### STORED RECORDS
--- Begin ---

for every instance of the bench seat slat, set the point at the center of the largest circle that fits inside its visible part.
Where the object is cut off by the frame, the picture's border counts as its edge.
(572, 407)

--- End ---
--- Begin ---

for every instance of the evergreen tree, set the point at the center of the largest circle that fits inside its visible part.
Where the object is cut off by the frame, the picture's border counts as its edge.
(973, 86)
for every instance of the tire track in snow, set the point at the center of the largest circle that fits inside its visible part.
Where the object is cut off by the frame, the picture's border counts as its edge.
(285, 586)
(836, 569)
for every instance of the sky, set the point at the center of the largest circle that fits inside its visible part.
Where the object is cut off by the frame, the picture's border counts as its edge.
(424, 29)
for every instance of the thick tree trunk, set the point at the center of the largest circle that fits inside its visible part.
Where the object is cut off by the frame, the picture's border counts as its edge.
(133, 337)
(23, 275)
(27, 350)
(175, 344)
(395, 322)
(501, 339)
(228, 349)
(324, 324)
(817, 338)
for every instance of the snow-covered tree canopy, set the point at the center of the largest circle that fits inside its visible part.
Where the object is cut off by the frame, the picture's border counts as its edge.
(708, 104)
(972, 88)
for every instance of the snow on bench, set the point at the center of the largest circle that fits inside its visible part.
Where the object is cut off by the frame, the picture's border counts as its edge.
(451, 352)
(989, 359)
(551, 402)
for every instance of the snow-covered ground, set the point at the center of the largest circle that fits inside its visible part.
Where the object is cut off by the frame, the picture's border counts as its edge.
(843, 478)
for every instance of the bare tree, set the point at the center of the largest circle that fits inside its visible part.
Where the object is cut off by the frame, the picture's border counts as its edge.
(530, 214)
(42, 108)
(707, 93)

--- End ---

### TASK GOAL
Collect every line of the entries above that contains the word "bench", treating uppercase and lowercase as different.

### FULL OUTPUT
for every instance of the bench seat slat, set the point at the center of the largest circle that fits inside its visible part.
for every instance of the snow on bench, set the point at the center of the largest circle that fits inside its visible part.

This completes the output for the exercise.